Task description
Please copy the material below character for character, beginning at the line that contains "Where can the blue" and continuing through the end of the material.
★ ★ ★ ★ ★
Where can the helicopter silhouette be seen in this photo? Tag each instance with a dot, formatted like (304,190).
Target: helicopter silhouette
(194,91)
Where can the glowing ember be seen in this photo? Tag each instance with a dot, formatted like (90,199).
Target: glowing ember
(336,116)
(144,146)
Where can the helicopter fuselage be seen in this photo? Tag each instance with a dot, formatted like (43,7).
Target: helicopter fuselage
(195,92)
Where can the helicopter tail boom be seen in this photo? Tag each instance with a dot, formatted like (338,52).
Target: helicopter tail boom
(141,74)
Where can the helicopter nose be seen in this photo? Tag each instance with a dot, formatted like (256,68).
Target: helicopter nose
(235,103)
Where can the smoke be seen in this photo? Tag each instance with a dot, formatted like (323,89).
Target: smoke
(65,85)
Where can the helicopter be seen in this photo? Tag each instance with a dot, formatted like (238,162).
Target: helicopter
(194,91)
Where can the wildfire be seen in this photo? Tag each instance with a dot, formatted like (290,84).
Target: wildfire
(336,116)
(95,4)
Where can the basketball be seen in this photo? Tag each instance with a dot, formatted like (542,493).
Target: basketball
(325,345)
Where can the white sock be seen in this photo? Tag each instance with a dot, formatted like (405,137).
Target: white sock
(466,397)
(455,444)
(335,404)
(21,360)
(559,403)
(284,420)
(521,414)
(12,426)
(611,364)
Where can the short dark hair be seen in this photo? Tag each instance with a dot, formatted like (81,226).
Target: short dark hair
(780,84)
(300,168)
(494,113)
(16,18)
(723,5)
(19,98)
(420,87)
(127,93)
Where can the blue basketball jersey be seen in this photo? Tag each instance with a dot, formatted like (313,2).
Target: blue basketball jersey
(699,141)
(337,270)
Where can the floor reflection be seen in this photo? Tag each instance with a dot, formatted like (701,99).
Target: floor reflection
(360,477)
★ ★ ★ ★ ★
Task response
Where can the blue basketball jersey be seen in this photo? Tag each instance with a dot, formatted like (313,2).
Target: blue basketball jersey
(699,141)
(337,270)
Where can the floor reflection be seen in this photo? Tag each instance with a dot, formatted like (701,99).
Target: floor reflection
(360,477)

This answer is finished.